### [DATA SHOWN]
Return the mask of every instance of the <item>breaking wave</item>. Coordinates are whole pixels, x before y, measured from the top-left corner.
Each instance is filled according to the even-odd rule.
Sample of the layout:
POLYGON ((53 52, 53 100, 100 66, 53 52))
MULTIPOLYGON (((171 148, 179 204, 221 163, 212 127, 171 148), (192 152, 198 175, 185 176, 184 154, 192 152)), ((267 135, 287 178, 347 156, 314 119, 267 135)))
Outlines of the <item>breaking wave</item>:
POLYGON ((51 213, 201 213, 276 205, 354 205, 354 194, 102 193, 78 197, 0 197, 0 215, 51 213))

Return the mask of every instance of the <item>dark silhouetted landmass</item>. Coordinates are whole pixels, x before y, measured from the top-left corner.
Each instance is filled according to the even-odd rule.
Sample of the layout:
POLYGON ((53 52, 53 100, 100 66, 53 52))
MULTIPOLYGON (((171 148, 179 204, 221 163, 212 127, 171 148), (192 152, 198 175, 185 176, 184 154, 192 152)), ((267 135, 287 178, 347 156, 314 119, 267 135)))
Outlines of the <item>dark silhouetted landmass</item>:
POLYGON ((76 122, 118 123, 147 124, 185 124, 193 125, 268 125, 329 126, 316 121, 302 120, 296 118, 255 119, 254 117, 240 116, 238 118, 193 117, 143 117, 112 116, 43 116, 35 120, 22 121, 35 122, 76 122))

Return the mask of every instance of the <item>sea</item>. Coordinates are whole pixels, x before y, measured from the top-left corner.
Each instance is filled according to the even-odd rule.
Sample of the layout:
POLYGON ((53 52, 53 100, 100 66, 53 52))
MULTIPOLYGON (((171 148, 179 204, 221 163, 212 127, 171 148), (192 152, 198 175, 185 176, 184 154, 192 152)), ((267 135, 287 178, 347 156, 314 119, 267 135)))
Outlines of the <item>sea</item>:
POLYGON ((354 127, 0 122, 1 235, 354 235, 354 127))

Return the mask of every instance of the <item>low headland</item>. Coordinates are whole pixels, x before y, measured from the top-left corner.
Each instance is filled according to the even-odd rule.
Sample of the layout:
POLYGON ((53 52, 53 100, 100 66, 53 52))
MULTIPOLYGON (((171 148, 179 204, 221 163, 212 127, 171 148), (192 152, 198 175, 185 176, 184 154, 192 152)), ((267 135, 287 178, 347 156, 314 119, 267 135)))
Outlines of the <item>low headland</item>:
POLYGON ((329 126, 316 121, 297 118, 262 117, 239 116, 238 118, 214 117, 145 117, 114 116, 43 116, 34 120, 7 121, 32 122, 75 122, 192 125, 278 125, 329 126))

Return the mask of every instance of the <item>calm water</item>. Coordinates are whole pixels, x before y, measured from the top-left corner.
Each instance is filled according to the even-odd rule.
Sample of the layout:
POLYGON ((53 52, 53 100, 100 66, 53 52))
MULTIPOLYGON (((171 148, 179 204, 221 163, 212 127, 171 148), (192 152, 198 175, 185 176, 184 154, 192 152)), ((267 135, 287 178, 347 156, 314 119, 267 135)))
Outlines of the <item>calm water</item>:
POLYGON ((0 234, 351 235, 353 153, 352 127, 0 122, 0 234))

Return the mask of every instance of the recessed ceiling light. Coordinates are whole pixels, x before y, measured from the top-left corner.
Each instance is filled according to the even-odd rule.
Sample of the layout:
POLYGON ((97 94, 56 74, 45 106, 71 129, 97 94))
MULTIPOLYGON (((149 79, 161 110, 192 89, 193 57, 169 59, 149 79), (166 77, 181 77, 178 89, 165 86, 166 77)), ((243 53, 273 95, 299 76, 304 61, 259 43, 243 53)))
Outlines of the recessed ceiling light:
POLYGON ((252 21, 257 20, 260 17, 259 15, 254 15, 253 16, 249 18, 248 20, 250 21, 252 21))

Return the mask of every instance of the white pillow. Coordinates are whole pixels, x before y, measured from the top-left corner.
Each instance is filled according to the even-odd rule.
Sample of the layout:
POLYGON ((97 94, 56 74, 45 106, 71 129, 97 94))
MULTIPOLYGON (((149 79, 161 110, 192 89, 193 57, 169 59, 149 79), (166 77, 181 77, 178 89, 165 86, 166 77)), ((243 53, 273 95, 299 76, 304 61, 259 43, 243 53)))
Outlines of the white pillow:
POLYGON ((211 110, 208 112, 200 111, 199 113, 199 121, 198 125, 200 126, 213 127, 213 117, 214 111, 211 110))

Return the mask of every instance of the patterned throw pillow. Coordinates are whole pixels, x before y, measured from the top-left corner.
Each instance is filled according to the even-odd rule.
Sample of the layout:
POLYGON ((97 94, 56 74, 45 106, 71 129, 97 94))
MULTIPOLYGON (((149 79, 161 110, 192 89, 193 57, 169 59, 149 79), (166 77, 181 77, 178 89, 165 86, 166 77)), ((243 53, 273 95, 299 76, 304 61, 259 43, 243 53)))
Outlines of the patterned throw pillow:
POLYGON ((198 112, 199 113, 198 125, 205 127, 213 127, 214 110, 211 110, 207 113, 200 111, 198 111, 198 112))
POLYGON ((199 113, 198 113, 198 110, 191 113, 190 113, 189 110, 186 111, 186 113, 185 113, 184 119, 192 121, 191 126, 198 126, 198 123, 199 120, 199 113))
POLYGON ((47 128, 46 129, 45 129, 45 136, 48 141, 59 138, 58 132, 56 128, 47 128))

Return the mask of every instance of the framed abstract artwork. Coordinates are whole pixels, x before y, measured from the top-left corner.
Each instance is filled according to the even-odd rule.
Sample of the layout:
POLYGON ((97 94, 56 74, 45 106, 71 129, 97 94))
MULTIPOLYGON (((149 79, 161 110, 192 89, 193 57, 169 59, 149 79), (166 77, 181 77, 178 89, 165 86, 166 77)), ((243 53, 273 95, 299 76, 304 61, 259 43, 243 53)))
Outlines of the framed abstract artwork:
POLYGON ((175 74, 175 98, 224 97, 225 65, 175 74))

### [DESCRIPTION OF THE TASK]
Reproduce every line in the stretch from the line containing "Return the mask of every instance of the <item>calm" through the line containing "POLYGON ((252 21, 257", requests included, scaling each coordinate in the answer outlines by 0.85 and rounding to whole numbers, with halves rounded up. Leave all numbers in the requests and their layout samples unchanged.

### [WRITTEN SOLUTION]
Return the mask of every instance of the <item>calm water</item>. Coordinates are whole pixels, x before y, measured from the top-left corner.
Each instance is filled according to the even-odd rule.
Sample of the layout:
POLYGON ((53 52, 53 100, 100 66, 53 52))
MULTIPOLYGON (((171 148, 179 204, 221 163, 212 127, 171 148), (192 152, 198 175, 185 176, 184 154, 192 152)), ((267 135, 287 178, 347 156, 314 119, 267 135)))
Outlines of the <item>calm water</item>:
POLYGON ((0 199, 298 200, 300 130, 299 108, 0 104, 0 199))

Return the mask of every instance of the recessed ceiling light. Coordinates are whole pixels, x before y, measured from the top-left corner.
Each instance is filled according to the even-odd rule.
Sample of the layout:
POLYGON ((97 94, 56 74, 45 106, 71 129, 97 94))
MULTIPOLYGON (((149 79, 161 110, 192 89, 193 57, 169 59, 149 79), (166 77, 181 77, 178 89, 165 86, 166 77)), ((243 53, 273 95, 299 76, 304 61, 259 43, 243 53)))
Outlines of the recessed ceiling light:
POLYGON ((214 18, 218 17, 221 14, 220 13, 216 13, 215 14, 212 15, 211 17, 213 18, 214 18))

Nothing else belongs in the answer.